## EXERCISE DETAILS
The entries below are to be written out again without alteration.

::: RECORD EXCERPTS

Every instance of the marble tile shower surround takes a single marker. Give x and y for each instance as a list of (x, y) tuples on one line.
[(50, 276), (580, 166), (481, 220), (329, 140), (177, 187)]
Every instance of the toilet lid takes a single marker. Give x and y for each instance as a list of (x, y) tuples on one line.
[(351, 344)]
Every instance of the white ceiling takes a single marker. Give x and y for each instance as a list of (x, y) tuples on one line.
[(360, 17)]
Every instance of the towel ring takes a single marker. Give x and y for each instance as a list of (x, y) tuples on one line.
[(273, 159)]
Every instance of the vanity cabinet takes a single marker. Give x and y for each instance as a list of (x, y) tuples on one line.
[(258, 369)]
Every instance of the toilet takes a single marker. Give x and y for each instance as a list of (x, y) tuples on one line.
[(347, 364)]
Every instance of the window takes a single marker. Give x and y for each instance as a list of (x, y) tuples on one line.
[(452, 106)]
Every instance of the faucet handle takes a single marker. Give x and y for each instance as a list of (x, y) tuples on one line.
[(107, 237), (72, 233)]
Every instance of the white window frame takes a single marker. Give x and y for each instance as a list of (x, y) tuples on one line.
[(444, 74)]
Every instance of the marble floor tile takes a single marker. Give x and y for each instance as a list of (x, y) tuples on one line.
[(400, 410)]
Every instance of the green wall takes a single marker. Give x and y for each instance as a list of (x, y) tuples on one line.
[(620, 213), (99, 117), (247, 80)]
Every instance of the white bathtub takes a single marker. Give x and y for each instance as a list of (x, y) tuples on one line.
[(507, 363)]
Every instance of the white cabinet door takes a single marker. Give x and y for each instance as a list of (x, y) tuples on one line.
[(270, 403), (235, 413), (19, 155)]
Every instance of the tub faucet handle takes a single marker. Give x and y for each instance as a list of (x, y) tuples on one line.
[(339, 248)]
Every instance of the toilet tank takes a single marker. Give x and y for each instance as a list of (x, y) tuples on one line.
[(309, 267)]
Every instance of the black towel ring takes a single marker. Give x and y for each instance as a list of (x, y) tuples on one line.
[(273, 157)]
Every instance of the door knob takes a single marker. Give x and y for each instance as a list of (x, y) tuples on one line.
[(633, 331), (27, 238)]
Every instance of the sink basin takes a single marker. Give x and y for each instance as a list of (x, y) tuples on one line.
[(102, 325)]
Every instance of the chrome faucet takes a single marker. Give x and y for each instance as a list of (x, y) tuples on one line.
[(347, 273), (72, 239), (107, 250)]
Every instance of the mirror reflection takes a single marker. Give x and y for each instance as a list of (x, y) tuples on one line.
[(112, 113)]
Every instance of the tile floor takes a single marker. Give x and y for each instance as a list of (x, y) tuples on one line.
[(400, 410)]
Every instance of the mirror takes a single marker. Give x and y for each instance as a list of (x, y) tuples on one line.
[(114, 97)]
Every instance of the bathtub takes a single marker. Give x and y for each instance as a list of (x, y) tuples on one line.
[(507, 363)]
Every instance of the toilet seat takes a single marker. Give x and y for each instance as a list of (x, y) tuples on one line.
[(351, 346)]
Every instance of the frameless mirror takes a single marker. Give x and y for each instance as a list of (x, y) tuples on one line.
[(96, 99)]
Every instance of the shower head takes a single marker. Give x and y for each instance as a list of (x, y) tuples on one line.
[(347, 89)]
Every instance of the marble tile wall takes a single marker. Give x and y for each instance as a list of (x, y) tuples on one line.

::::::

## COMPLETED TASK
Every instance of the marble tile shower surround takes a single marker. Give x and y for each instance as a list of (x, y) tuples on one line.
[(50, 276), (580, 166), (481, 220), (329, 140), (177, 187)]
Every instance of the toilet lid takes a single marker. Give x and y for each instance as a list of (x, y) tuples on one line.
[(351, 344)]
Every instance of the white ceiling takes a single marker. Give x and y for each instance as a list of (x, y) tuples on one line.
[(360, 17)]
Every instance of the towel ring takes a single marker. Give x and y for each instance as a list of (x, y) tuples on one line.
[(273, 159)]
Every instance of the vanity cabinet takes a single marker. Give x and y for each instance as a list of (x, y) tuples on one line.
[(258, 369)]
Every instance of the toilet takes a single marker. Give x and y for each instance as a list of (x, y) tuples on one line.
[(347, 364)]
Every instance of the window takes a single marker. Give x and y for each instance as a list of (x, y) tuples on one line.
[(452, 106)]
Every instance of the faucet handle takes a single marker. Give x and y for each instance as a list of (x, y) tuples on one line.
[(107, 237), (72, 233)]
Every instance of the white window frame takes a single marker. Give x and y for each instance as a list of (x, y) tuples on one line.
[(444, 74)]
Every instance of the marble floor tile takes a single marker. Give x and y for each instance as a list of (x, y) tuples on one line.
[(400, 410)]
Every instance of the green wall takes a single marker. Give x and y for each instance as a list of (x, y) tuples on one line.
[(620, 213), (99, 117), (247, 80)]
Every instance of the white bathtub takes a single marker. Give x and y for each instance as a list of (x, y) tuples on one line.
[(507, 363)]
Every instance of the white cabinet door takes a single marker. Give x and y for each instance as a list of (x, y) tuples on one line.
[(270, 403), (235, 413), (19, 155)]
Every instance of the tub faucet handle takes a single marker. Give x and y for each instance as a list of (x, y) tuples on one line.
[(339, 248)]
Every instance of the toilet tank takes a single marker. Give x and y for each instance as a list of (x, y) tuples on one line.
[(309, 267)]
Every instance of the black towel ring takes a single marker. Give x and y for each instance as a list of (x, y) tuples on one line.
[(273, 157)]
Every instance of the door knob takes a single marker. Give x and y for each instance as a list of (x, y) tuples on one line.
[(633, 331), (27, 238)]
Every instance of the sink basin takes a single marker. Give x and y for each instance as a list of (x, y) tuples on one line.
[(102, 325)]
Every instance of the chrome faucet takes a single marker. Give x and y for each instance as a list of (x, y) tuples on one line.
[(347, 273), (72, 239), (107, 250)]
Every instance of the mirror reflection takes a single marker. Give x and y for each instance as a list of (x, y) tuples on one line.
[(112, 113)]
Every instance of the tile floor takes a single marker. Give x and y for each instance as a list of (x, y) tuples on one line.
[(400, 410)]
Every instance of the mirror takes a single marker. Give x and y for each instance as a list of (x, y) tuples on one line.
[(114, 97)]
Every instance of the bathtub takes a single marker. Give x and y for each instance as a list of (x, y) tuples on one line.
[(507, 363)]
Every instance of the toilet seat takes a single marker. Give x and y for each instance as a list of (x, y) tuples on one line.
[(351, 346)]
Every instance of the frameless mirror takes a single marker. Give x and y for each instance as a list of (x, y) tuples on one line.
[(96, 99)]
Every instance of the shower head takes a single marker. Give x and y for each instance as a list of (x, y) tuples on one line.
[(347, 89)]
Every instance of the marble tile wall takes a single marker. Give x and y for each instance as a list of (x, y) tuples on one line.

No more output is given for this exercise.